Point placement rows:
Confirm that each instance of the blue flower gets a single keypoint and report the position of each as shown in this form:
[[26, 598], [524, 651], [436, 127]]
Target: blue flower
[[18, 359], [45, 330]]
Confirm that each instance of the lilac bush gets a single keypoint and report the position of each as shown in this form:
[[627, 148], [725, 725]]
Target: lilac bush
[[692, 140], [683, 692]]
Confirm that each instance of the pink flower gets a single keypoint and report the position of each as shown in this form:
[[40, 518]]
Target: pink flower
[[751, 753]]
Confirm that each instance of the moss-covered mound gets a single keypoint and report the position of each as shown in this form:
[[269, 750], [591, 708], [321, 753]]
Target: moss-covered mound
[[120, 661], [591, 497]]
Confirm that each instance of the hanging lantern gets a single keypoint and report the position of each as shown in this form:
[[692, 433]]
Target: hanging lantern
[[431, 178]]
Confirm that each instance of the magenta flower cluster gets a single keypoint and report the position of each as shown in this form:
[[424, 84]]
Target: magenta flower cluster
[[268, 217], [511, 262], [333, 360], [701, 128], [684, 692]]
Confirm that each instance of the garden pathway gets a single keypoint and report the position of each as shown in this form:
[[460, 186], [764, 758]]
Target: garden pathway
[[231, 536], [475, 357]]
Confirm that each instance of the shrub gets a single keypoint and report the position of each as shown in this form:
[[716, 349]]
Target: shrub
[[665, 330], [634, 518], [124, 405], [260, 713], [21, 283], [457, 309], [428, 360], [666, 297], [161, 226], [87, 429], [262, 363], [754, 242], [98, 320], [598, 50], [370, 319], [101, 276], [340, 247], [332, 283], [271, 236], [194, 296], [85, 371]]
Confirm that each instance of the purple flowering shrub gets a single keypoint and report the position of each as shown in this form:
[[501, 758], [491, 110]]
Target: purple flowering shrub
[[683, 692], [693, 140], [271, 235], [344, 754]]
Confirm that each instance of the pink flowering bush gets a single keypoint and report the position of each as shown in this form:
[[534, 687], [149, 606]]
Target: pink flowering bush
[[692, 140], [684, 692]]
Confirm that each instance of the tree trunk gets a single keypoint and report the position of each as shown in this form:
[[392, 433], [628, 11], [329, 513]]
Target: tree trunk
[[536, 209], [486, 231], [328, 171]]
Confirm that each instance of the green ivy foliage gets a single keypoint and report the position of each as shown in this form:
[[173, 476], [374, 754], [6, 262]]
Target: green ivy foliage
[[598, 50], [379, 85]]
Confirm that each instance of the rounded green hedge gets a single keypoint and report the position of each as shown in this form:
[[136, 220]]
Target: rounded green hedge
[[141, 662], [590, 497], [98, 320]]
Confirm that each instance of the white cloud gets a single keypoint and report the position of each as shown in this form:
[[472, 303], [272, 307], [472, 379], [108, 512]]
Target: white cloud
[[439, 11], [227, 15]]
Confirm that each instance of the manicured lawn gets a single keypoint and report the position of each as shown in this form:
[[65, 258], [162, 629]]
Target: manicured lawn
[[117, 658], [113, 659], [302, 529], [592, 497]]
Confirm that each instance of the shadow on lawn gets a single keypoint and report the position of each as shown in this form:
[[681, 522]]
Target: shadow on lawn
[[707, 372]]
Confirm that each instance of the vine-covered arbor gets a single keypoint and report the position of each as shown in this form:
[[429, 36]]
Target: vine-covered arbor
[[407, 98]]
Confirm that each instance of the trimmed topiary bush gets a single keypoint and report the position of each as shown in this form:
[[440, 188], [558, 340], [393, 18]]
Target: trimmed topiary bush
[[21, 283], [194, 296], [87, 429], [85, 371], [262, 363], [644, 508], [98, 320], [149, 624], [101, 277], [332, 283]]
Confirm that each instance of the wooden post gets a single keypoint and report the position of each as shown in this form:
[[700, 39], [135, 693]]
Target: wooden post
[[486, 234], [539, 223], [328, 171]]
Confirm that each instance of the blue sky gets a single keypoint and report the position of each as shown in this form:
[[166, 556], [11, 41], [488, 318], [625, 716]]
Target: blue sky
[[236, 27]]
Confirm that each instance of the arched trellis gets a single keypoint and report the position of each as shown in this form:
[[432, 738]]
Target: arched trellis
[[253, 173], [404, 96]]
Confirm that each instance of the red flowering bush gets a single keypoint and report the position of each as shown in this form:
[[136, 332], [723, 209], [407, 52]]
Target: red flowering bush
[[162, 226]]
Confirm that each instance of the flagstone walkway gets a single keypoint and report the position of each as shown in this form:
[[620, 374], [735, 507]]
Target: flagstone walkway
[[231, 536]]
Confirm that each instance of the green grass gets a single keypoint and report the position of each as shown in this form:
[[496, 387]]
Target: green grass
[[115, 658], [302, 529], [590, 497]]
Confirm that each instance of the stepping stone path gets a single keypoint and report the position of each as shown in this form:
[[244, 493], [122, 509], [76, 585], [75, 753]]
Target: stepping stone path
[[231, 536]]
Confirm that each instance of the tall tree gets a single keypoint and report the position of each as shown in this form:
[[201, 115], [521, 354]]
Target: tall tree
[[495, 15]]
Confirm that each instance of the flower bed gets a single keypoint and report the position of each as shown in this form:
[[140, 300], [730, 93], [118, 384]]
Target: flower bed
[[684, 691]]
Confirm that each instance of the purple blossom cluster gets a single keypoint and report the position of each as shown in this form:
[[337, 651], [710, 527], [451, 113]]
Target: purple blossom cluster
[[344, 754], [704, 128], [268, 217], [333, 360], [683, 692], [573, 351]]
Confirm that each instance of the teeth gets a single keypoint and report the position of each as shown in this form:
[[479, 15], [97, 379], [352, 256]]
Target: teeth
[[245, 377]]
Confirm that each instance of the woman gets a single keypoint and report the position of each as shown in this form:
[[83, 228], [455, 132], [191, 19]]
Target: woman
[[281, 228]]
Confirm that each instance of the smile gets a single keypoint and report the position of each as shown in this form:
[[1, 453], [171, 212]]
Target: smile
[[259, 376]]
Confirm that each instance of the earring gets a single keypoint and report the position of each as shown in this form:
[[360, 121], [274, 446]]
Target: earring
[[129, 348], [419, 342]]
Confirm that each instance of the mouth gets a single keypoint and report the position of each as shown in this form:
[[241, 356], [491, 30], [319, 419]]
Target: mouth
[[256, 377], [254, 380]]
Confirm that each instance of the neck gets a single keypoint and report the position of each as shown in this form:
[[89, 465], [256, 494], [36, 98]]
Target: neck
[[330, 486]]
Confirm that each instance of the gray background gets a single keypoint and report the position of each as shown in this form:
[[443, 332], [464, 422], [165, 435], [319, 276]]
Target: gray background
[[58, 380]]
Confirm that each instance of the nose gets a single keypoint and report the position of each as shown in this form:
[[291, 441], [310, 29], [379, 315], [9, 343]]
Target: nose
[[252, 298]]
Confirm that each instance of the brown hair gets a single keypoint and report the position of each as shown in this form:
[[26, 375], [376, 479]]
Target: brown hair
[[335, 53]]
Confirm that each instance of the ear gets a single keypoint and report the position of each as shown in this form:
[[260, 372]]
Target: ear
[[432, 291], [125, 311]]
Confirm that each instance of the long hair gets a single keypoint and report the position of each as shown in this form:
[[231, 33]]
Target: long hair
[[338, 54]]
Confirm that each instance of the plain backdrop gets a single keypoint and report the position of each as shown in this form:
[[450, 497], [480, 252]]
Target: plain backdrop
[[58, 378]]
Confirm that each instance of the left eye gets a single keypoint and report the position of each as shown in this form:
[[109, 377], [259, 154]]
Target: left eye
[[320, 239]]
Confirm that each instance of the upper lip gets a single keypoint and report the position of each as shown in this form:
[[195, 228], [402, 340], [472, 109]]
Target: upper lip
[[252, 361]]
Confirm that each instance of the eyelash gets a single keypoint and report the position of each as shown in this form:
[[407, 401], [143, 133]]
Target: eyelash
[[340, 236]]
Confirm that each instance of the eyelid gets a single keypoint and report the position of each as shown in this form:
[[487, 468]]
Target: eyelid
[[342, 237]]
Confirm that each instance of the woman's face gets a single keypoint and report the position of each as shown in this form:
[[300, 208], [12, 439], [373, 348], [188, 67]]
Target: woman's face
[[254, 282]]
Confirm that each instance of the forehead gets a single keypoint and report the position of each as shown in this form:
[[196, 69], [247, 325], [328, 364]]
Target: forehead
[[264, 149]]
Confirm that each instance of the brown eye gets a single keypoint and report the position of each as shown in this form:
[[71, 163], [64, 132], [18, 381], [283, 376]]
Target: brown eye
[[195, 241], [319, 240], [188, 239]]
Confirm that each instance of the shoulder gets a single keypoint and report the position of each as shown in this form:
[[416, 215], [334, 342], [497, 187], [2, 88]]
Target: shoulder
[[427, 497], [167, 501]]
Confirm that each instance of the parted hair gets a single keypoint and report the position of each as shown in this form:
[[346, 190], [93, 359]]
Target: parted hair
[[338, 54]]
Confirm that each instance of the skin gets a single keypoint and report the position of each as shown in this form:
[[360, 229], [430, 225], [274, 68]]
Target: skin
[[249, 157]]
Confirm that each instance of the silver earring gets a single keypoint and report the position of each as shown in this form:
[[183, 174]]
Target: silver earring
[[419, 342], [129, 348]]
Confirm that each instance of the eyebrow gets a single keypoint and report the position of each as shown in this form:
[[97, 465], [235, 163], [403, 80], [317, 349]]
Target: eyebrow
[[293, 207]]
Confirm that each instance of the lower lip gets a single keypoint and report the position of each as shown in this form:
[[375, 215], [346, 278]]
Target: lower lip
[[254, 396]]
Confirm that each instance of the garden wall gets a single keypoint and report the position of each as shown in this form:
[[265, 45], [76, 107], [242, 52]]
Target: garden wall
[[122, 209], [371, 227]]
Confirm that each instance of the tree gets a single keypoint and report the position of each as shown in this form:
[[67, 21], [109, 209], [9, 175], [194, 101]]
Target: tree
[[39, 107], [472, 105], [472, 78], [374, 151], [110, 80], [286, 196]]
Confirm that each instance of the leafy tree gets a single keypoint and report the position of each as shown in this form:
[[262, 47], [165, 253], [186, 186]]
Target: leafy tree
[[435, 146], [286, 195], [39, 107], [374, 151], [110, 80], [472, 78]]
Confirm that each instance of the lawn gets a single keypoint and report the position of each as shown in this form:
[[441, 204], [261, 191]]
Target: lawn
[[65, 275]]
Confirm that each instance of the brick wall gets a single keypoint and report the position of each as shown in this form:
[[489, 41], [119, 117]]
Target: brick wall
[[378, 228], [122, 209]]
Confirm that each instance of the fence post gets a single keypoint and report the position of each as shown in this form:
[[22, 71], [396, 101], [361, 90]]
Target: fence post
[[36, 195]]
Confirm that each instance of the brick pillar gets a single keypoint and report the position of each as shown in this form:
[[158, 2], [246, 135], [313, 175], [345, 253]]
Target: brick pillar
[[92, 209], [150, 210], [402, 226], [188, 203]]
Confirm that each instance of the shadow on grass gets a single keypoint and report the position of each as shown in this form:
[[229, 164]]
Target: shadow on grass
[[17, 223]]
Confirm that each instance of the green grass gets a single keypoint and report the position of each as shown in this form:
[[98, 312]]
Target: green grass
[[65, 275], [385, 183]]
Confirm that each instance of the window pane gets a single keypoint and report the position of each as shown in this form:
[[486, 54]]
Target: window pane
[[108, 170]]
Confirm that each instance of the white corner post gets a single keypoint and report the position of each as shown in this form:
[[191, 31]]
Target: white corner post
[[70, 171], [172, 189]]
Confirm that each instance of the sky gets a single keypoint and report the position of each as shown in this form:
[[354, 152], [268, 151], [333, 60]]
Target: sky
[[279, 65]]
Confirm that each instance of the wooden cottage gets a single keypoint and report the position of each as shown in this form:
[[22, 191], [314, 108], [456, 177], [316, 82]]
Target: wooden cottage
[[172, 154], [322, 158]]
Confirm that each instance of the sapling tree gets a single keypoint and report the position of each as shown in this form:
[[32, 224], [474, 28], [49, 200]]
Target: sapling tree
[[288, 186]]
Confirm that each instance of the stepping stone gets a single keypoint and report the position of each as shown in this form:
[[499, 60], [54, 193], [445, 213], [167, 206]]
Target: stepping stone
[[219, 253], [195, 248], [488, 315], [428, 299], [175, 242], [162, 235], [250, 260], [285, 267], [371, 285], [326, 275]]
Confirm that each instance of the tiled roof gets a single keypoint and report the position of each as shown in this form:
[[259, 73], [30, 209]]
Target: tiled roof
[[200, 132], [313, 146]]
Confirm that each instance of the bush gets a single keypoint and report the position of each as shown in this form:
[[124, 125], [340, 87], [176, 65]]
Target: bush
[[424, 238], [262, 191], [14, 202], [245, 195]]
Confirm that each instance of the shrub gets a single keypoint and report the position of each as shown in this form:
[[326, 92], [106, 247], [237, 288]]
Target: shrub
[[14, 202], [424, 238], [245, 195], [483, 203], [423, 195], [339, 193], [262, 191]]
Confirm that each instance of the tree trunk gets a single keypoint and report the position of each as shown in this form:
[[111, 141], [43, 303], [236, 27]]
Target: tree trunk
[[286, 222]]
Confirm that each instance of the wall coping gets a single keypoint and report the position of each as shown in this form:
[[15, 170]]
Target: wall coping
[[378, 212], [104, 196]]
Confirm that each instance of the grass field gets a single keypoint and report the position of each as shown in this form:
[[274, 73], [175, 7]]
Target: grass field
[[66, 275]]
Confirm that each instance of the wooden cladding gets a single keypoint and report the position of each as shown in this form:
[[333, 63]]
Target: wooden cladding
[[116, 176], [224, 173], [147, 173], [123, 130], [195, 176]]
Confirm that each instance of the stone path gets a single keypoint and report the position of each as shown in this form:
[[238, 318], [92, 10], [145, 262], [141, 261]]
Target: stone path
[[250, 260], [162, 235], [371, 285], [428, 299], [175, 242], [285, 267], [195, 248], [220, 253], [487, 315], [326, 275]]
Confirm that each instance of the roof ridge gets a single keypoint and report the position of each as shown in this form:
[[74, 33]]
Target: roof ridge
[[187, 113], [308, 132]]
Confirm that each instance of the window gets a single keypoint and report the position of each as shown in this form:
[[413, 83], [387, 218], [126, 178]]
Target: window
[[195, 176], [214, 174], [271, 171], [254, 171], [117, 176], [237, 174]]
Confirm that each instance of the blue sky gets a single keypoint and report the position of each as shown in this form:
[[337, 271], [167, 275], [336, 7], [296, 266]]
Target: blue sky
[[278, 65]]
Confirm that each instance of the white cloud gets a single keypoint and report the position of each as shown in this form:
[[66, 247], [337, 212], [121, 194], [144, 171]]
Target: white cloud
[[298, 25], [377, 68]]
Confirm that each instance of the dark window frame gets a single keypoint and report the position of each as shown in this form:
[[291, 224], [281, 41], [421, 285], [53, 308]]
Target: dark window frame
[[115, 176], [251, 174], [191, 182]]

STATED GOAL →
Convert every line from the one containing "Confirm that each instance of the roof" through the end of the rows into a Markdown table with the columns "Line No." and "Content", omitting blank lines.

RESULT →
| Line No. | Content |
|---|---|
| 1 | Confirm that each instance of the roof ridge gets a single keypoint and report the position of each as shown in this form: |
| 2 | [[74, 33]] |
| 3 | Target: roof ridge |
| 4 | [[187, 113], [308, 132]] |
| 5 | Confirm that each instance of the window gets a single keypoint and report the position of each as shown in this form: |
| 6 | [[413, 83], [387, 218], [126, 178]] |
| 7 | Target: window |
| 8 | [[195, 176], [214, 174], [271, 171], [254, 171], [117, 176], [237, 174]] |
| 9 | Confirm that each instance of the blue sky gets a single keypoint and report the position of each as shown in this form: |
| 10 | [[337, 271], [167, 275], [336, 7], [296, 266]] |
| 11 | Target: blue sky |
| 12 | [[278, 65]] |
| 13 | Confirm that each instance of the white cloud gets a single keypoint and report the position of each as shown in this form: |
| 14 | [[66, 247], [337, 212], [121, 194], [144, 171]] |
| 15 | Target: white cloud |
| 16 | [[298, 25], [377, 68]] |
| 17 | Confirm that each instance of the dark window frame gets a single keypoint and report the position of each as shown in this form: |
| 18 | [[291, 224], [281, 41], [421, 285], [53, 308]] |
| 19 | Target: dark window frame |
| 20 | [[115, 176], [251, 174], [191, 182]] |